▶ _Aim of the task_
For this exercise, reproduce each entry below exactly, excluding pictures.
Extracted data: Begin
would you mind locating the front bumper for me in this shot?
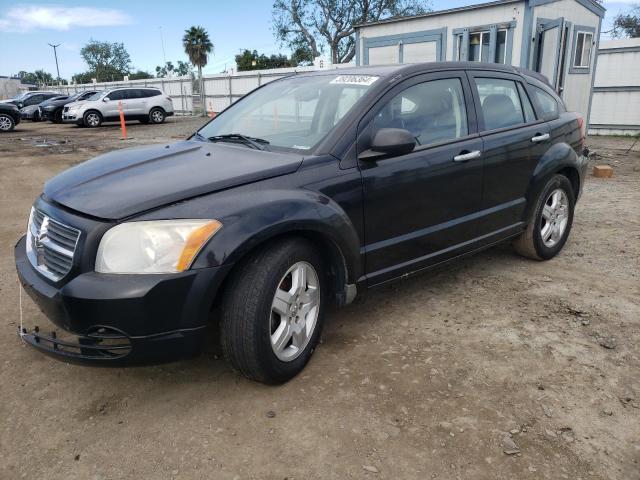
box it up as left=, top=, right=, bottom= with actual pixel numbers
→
left=15, top=235, right=232, bottom=366
left=62, top=112, right=79, bottom=123
left=41, top=109, right=57, bottom=121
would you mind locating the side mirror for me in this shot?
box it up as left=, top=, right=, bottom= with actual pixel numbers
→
left=360, top=128, right=416, bottom=160
left=102, top=97, right=110, bottom=102
left=17, top=102, right=23, bottom=109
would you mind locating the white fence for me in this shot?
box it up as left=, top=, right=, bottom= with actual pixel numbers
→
left=40, top=64, right=356, bottom=116
left=41, top=76, right=194, bottom=115
left=201, top=64, right=353, bottom=113
left=589, top=39, right=640, bottom=136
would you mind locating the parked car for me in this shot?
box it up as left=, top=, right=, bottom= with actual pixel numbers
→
left=2, top=91, right=59, bottom=109
left=20, top=104, right=45, bottom=121
left=62, top=87, right=174, bottom=127
left=0, top=103, right=20, bottom=132
left=40, top=90, right=100, bottom=123
left=15, top=62, right=588, bottom=383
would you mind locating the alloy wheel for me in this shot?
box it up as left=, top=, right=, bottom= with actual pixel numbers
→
left=86, top=113, right=100, bottom=127
left=540, top=188, right=569, bottom=248
left=151, top=110, right=164, bottom=123
left=0, top=115, right=13, bottom=131
left=270, top=261, right=320, bottom=362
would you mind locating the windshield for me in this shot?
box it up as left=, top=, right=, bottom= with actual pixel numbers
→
left=10, top=92, right=28, bottom=101
left=87, top=91, right=103, bottom=101
left=197, top=73, right=379, bottom=151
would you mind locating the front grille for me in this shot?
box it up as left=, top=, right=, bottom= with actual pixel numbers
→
left=26, top=207, right=81, bottom=281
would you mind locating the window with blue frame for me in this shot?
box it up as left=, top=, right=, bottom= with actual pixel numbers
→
left=453, top=22, right=514, bottom=64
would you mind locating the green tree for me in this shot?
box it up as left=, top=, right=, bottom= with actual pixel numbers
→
left=18, top=70, right=55, bottom=85
left=235, top=50, right=295, bottom=71
left=129, top=70, right=154, bottom=80
left=611, top=4, right=640, bottom=38
left=155, top=61, right=193, bottom=78
left=79, top=39, right=131, bottom=82
left=183, top=26, right=214, bottom=115
left=273, top=0, right=430, bottom=64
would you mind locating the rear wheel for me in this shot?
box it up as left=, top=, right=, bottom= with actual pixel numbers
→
left=83, top=111, right=102, bottom=128
left=513, top=174, right=575, bottom=260
left=220, top=238, right=326, bottom=384
left=149, top=108, right=165, bottom=124
left=53, top=109, right=63, bottom=124
left=0, top=114, right=15, bottom=132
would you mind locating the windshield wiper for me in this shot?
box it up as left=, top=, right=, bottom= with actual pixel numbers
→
left=208, top=133, right=269, bottom=150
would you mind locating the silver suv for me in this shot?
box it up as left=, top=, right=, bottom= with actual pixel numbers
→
left=62, top=87, right=174, bottom=127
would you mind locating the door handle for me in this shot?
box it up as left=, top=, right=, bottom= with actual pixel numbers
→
left=531, top=133, right=550, bottom=143
left=453, top=150, right=482, bottom=162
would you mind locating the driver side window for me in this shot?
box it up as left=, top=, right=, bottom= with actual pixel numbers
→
left=372, top=78, right=469, bottom=147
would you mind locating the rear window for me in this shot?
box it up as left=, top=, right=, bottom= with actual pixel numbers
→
left=531, top=86, right=559, bottom=118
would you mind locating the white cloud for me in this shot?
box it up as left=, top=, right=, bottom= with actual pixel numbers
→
left=0, top=5, right=132, bottom=32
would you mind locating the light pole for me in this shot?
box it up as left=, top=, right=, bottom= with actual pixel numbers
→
left=48, top=43, right=61, bottom=84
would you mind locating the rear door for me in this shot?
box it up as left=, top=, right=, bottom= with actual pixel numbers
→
left=126, top=89, right=147, bottom=116
left=358, top=71, right=484, bottom=284
left=467, top=71, right=550, bottom=234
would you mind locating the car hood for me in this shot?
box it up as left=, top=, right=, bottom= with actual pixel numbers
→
left=41, top=98, right=69, bottom=108
left=44, top=140, right=304, bottom=220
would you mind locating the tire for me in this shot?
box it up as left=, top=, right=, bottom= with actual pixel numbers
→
left=221, top=238, right=327, bottom=384
left=513, top=174, right=575, bottom=260
left=149, top=108, right=165, bottom=124
left=0, top=114, right=15, bottom=132
left=32, top=111, right=40, bottom=122
left=83, top=111, right=102, bottom=128
left=53, top=109, right=63, bottom=124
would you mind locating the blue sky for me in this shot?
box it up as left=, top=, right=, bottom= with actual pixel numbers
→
left=0, top=0, right=633, bottom=79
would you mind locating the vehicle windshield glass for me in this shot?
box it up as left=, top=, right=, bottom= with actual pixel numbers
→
left=86, top=91, right=103, bottom=101
left=11, top=92, right=28, bottom=101
left=197, top=73, right=379, bottom=151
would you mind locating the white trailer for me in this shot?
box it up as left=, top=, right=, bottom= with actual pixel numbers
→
left=355, top=0, right=604, bottom=125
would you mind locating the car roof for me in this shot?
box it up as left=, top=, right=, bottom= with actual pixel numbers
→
left=107, top=86, right=161, bottom=91
left=300, top=62, right=550, bottom=85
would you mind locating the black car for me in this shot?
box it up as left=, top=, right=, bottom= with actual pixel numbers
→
left=5, top=91, right=59, bottom=109
left=0, top=102, right=21, bottom=132
left=40, top=90, right=100, bottom=123
left=15, top=62, right=588, bottom=383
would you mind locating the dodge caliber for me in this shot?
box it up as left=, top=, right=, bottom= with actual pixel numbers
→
Extracted data: End
▶ _Written solution_
would you mind locating the front bumper for me in this shot?
box it up as left=, top=, right=, bottom= with actual pixel numbers
→
left=15, top=235, right=232, bottom=366
left=62, top=112, right=79, bottom=123
left=41, top=109, right=57, bottom=121
would you mind locating the side mirror for me in this shot?
box it up as left=, top=, right=, bottom= with actual pixel numbers
→
left=360, top=128, right=416, bottom=160
left=102, top=97, right=110, bottom=102
left=17, top=102, right=23, bottom=109
would you mind locating the white fence for me in this shot?
box it up as left=, top=, right=, bottom= with actual pixel numbers
→
left=40, top=64, right=356, bottom=116
left=41, top=76, right=194, bottom=115
left=201, top=64, right=353, bottom=113
left=589, top=39, right=640, bottom=136
would you mind locating the parked car for me in this shot?
box it up as left=, top=, right=, bottom= with actual pixel numbers
→
left=2, top=91, right=59, bottom=109
left=20, top=104, right=45, bottom=121
left=62, top=87, right=174, bottom=127
left=0, top=103, right=20, bottom=132
left=40, top=90, right=100, bottom=123
left=15, top=62, right=588, bottom=383
would you mind locating the alloy wheel for me in this shot?
box it up as left=, top=, right=, bottom= with actual pixel numbers
→
left=86, top=113, right=100, bottom=127
left=540, top=188, right=569, bottom=248
left=151, top=110, right=164, bottom=123
left=0, top=115, right=13, bottom=131
left=270, top=261, right=320, bottom=362
would you mind locating the windshield for me in this shot?
box it up as left=, top=, right=, bottom= with actual pixel numbers
→
left=10, top=92, right=28, bottom=101
left=87, top=91, right=103, bottom=101
left=197, top=73, right=379, bottom=151
would you mind locating the front grille for me in this shot?
box it up as left=, top=, right=, bottom= with actual pixel numbers
→
left=26, top=207, right=81, bottom=281
would you mind locating the window with blue frame for me in this shot?
box it up as left=, top=, right=, bottom= with actual pixel numbers
→
left=453, top=22, right=514, bottom=64
would you mind locating the green tree for me in this shot?
box it up as left=, top=, right=, bottom= with actual pixel numbers
→
left=18, top=70, right=55, bottom=85
left=235, top=50, right=295, bottom=71
left=129, top=70, right=154, bottom=80
left=611, top=4, right=640, bottom=38
left=155, top=61, right=193, bottom=78
left=79, top=39, right=131, bottom=82
left=183, top=26, right=214, bottom=115
left=273, top=0, right=430, bottom=64
would you mind locating the rear wheel for me in this shot?
box it up as left=, top=, right=, bottom= with actual pixel numbers
→
left=83, top=111, right=102, bottom=128
left=513, top=174, right=575, bottom=260
left=220, top=238, right=326, bottom=384
left=149, top=108, right=165, bottom=124
left=53, top=109, right=63, bottom=124
left=0, top=114, right=15, bottom=132
would you mind locating the windshield wiper for me in this shot?
box it up as left=, top=, right=, bottom= with actual pixel numbers
→
left=208, top=133, right=269, bottom=150
would you mind locating the silver suv for me in this shot?
box it up as left=, top=, right=, bottom= with actual pixel numbers
→
left=62, top=87, right=174, bottom=127
would you mind locating the door handle for me in this shot?
box it up as left=, top=, right=, bottom= with actual pixel numbers
→
left=531, top=133, right=550, bottom=143
left=453, top=150, right=482, bottom=162
would you mind locating the driver side window for me in this shot?
box it up as left=, top=, right=, bottom= with actual pixel numbers
→
left=372, top=78, right=469, bottom=147
would you mind locating the rear window for me in this shot?
box it up as left=, top=, right=, bottom= with actual pixel numbers
→
left=531, top=86, right=559, bottom=118
would you mind locating the white cloud for me in this shot?
box it up as left=, top=, right=, bottom= with actual pixel numbers
→
left=0, top=5, right=132, bottom=32
would you mind locating the light pole for me in this shot?
box it up as left=, top=, right=, bottom= with actual pixel numbers
→
left=48, top=43, right=61, bottom=84
would you mind locating the rear door for me in this shot?
box it up as left=, top=, right=, bottom= with actual pixel numbers
→
left=126, top=89, right=147, bottom=116
left=358, top=71, right=484, bottom=284
left=467, top=71, right=550, bottom=234
would you mind locating the car hood for me in this shot?
box it up as left=, top=, right=, bottom= with actual pixel numbers
→
left=41, top=98, right=69, bottom=108
left=44, top=140, right=304, bottom=220
would you mind locating the tire for me in this shot?
box it up as left=, top=, right=, bottom= with actual pixel numbers
→
left=221, top=238, right=327, bottom=384
left=513, top=174, right=575, bottom=260
left=149, top=108, right=165, bottom=124
left=0, top=114, right=15, bottom=132
left=32, top=111, right=40, bottom=122
left=83, top=111, right=102, bottom=128
left=53, top=109, right=63, bottom=124
would you mind locating the blue sky for me in this shot?
box it up as left=, top=, right=, bottom= with actual pixel numbers
→
left=0, top=0, right=633, bottom=79
would you mind locating the vehicle windshield glass for me in this shot?
box it up as left=, top=, right=, bottom= with actual pixel numbers
→
left=86, top=91, right=103, bottom=101
left=11, top=92, right=28, bottom=101
left=197, top=73, right=379, bottom=151
would you mind locating the white trailer for me in this shot?
box it up as left=, top=, right=, bottom= with actual pixel numbers
→
left=355, top=0, right=604, bottom=125
would you mind locating the car roof for me in this shot?
box it up as left=, top=, right=, bottom= with actual pixel numbers
→
left=107, top=86, right=161, bottom=91
left=300, top=62, right=550, bottom=85
would you mind locating the black car for me in this shot?
box it up as left=, top=, right=, bottom= with actual pixel numbers
→
left=5, top=91, right=59, bottom=109
left=0, top=102, right=21, bottom=132
left=40, top=90, right=100, bottom=123
left=15, top=62, right=588, bottom=383
would you mind locating the dodge caliber for me in this shot?
box it up as left=, top=, right=, bottom= with actual pixel numbers
→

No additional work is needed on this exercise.